● Exercise goal: From the listing below, copy only the lines running from the line that contains "Target: backpack" to the line that contains "Target: grey knit beanie", both included.

● Data to examine:
▶
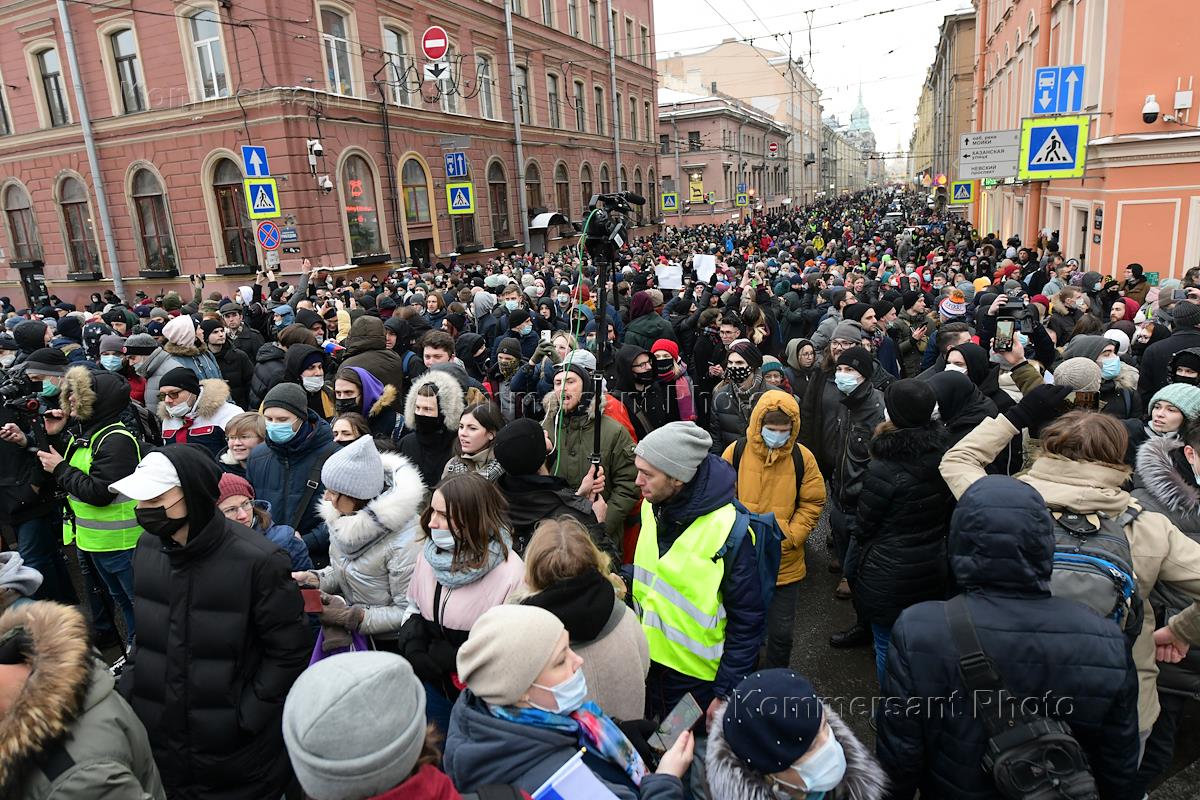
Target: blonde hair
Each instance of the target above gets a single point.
(561, 548)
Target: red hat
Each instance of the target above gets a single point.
(666, 344)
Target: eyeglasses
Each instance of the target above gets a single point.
(233, 511)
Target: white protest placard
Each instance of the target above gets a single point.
(705, 266)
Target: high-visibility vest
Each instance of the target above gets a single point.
(100, 529)
(679, 594)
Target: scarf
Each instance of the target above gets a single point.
(594, 729)
(442, 560)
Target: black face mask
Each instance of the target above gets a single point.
(155, 521)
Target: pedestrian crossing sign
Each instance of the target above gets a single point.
(1053, 146)
(461, 198)
(961, 192)
(262, 198)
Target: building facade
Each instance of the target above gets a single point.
(714, 148)
(1139, 199)
(354, 127)
(769, 82)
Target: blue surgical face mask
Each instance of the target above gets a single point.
(846, 383)
(280, 432)
(569, 695)
(775, 439)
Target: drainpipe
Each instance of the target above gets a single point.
(516, 125)
(89, 144)
(616, 106)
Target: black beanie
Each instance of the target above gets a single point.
(910, 403)
(859, 360)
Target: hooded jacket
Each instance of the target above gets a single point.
(221, 638)
(372, 551)
(571, 437)
(904, 515)
(1001, 551)
(367, 347)
(205, 423)
(1159, 549)
(767, 482)
(729, 779)
(69, 704)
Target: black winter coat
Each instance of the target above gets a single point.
(1001, 551)
(221, 638)
(904, 515)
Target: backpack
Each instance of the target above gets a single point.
(768, 547)
(1029, 756)
(1093, 565)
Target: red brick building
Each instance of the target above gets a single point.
(174, 90)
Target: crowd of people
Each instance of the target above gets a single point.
(436, 534)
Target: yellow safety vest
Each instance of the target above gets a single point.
(679, 594)
(100, 529)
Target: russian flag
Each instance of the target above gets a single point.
(574, 781)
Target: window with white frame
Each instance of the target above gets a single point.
(336, 43)
(210, 71)
(400, 62)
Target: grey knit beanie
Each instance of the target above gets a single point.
(291, 397)
(354, 725)
(677, 449)
(355, 470)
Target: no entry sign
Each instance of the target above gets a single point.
(435, 42)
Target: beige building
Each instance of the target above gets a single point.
(771, 82)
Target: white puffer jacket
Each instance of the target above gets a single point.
(372, 552)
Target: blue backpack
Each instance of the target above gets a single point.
(768, 547)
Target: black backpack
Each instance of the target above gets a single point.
(1030, 757)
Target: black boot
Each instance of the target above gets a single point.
(856, 636)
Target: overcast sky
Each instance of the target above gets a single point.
(851, 41)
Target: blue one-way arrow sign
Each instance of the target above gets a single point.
(255, 160)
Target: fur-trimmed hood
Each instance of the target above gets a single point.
(730, 780)
(53, 697)
(909, 444)
(393, 511)
(214, 394)
(451, 398)
(1162, 480)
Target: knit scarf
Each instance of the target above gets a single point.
(442, 560)
(593, 727)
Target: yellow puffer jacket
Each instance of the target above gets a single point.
(767, 482)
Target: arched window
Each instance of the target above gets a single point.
(82, 251)
(361, 215)
(154, 226)
(563, 191)
(22, 232)
(586, 184)
(417, 191)
(498, 198)
(533, 187)
(237, 234)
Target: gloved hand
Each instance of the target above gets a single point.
(1037, 408)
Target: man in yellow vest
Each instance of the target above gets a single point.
(97, 451)
(702, 615)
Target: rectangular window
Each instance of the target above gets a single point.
(580, 104)
(52, 86)
(552, 102)
(523, 95)
(129, 73)
(209, 55)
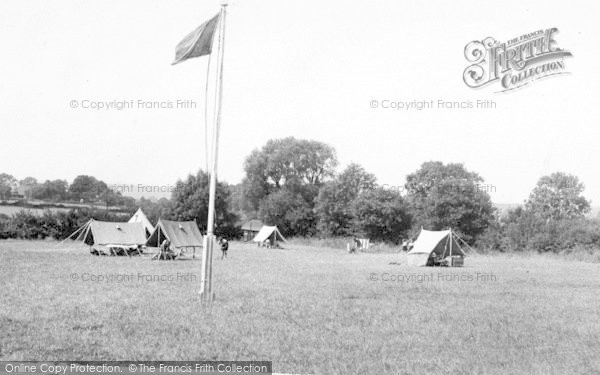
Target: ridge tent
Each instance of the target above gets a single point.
(436, 247)
(181, 235)
(140, 217)
(270, 233)
(117, 237)
(251, 228)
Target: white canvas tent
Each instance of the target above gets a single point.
(268, 233)
(432, 246)
(140, 217)
(105, 237)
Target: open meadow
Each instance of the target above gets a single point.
(309, 310)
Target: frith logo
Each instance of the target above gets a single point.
(515, 63)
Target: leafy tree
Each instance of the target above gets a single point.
(7, 185)
(333, 204)
(282, 161)
(287, 168)
(558, 196)
(190, 202)
(381, 214)
(289, 211)
(55, 190)
(155, 210)
(29, 184)
(443, 196)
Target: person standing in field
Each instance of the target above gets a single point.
(224, 247)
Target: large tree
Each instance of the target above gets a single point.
(380, 214)
(449, 196)
(7, 184)
(558, 196)
(87, 188)
(291, 168)
(286, 161)
(333, 204)
(55, 190)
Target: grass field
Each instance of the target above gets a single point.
(309, 310)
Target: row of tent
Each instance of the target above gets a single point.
(430, 247)
(139, 231)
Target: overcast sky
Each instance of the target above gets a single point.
(307, 69)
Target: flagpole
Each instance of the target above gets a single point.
(206, 292)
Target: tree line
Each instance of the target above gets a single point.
(295, 184)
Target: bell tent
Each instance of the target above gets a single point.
(111, 237)
(181, 234)
(270, 234)
(251, 228)
(436, 248)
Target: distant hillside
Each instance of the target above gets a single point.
(505, 207)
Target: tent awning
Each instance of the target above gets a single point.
(441, 242)
(179, 233)
(115, 233)
(266, 232)
(140, 217)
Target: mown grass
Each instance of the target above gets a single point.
(309, 310)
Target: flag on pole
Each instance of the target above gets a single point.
(198, 42)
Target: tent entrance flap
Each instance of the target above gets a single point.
(432, 246)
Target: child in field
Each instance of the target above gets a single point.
(224, 247)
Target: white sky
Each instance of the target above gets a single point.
(306, 69)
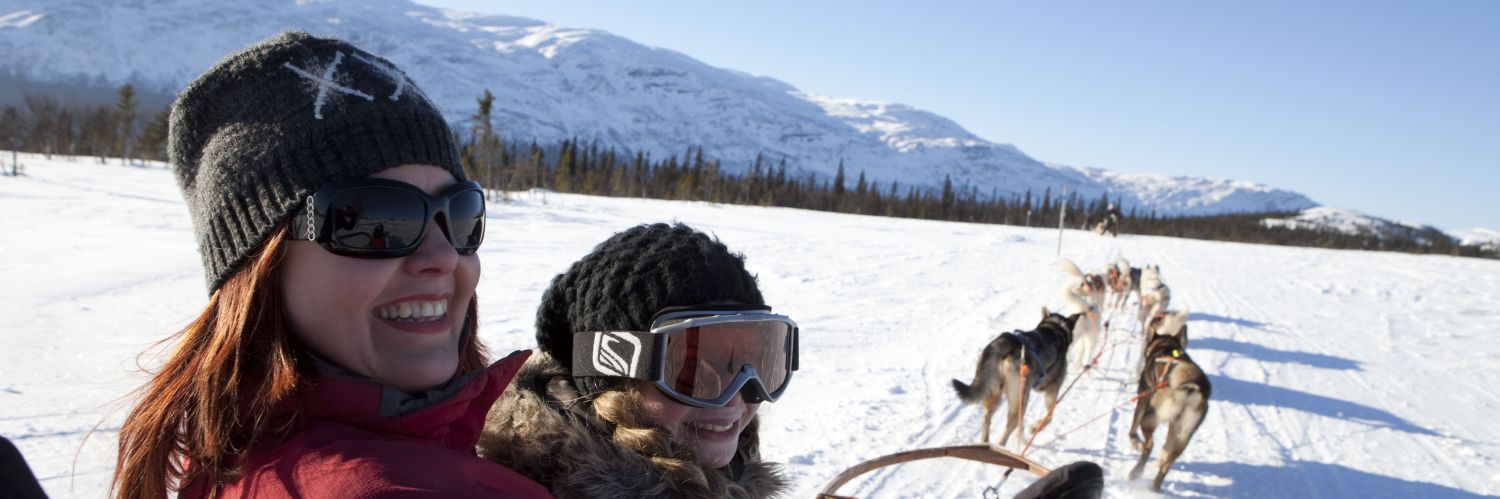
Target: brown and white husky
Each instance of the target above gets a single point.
(1179, 396)
(999, 372)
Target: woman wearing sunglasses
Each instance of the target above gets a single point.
(336, 355)
(656, 351)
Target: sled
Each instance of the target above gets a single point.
(974, 453)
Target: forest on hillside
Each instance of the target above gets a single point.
(50, 125)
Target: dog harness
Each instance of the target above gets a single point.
(1029, 355)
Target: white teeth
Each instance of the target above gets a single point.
(711, 427)
(414, 310)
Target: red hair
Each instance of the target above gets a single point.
(228, 384)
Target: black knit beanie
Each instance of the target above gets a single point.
(266, 126)
(629, 277)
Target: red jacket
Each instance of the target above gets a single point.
(348, 448)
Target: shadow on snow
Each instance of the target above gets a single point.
(1307, 480)
(1260, 394)
(1274, 355)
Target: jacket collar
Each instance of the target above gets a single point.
(450, 415)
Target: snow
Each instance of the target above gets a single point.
(1478, 237)
(1335, 373)
(555, 83)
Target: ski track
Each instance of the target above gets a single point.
(1337, 373)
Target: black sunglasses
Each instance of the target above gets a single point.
(380, 218)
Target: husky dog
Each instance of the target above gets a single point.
(1082, 294)
(1122, 280)
(1154, 295)
(1181, 402)
(1044, 351)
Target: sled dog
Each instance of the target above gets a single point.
(1122, 282)
(1179, 399)
(1082, 294)
(1154, 295)
(1043, 349)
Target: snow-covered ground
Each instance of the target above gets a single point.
(1335, 373)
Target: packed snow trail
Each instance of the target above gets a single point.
(1335, 373)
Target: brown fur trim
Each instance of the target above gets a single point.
(543, 429)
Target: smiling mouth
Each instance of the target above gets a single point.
(711, 427)
(414, 310)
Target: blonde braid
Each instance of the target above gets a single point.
(623, 409)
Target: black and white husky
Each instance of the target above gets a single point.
◀
● Response to this exercise:
Target: backpack
Each instance of the target above gets a single point.
(768, 547)
(1029, 756)
(1093, 565)
Target: red brick building
Each instance of the target above gets a single point.
(174, 90)
Target: crowd of people
Each instance of the target above gets a single point.
(436, 534)
Target: yellow safety vest
Each instance of the target above gets a single point.
(679, 594)
(100, 529)
Target: russian flag
Each instance of the target above gets a single point.
(574, 781)
Target: window with white frame
Each instance of the target above gets a single point.
(336, 43)
(210, 71)
(400, 62)
Target: grey knit beanie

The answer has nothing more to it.